Exercise details:
Rewrite the data below with every "woman's hand" changed to "person's hand" and everything else left unchanged. Leave the pictures out of your answer.

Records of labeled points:
* BEGIN *
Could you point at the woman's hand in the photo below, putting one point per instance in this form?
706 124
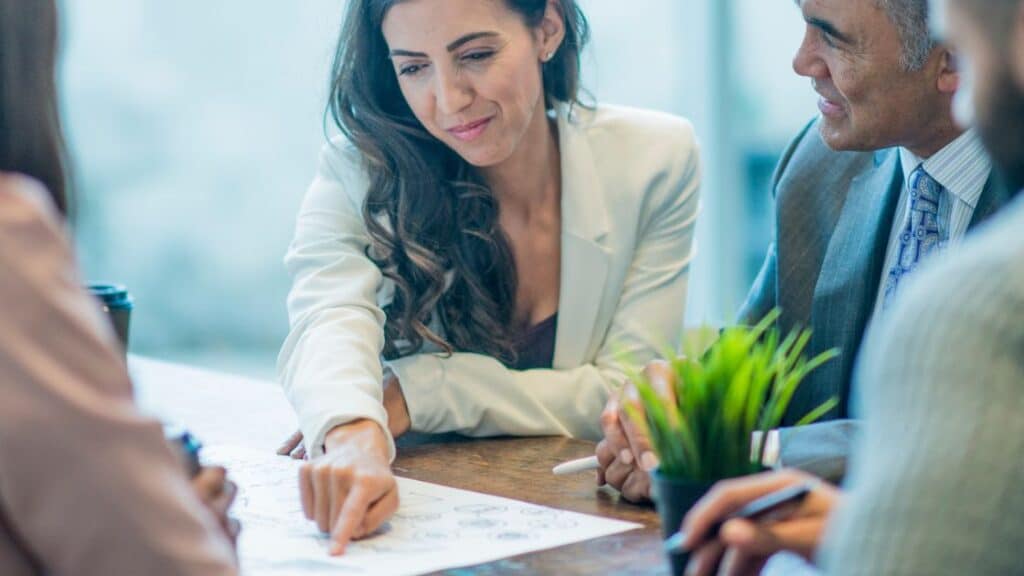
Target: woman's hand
625 454
398 420
293 447
744 546
349 491
218 493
* END *
Answer to the task:
Could you point at the person's hand in the photo below, putting one point per instance in this form?
706 124
Target: person's hand
625 454
398 420
293 447
744 546
349 491
218 493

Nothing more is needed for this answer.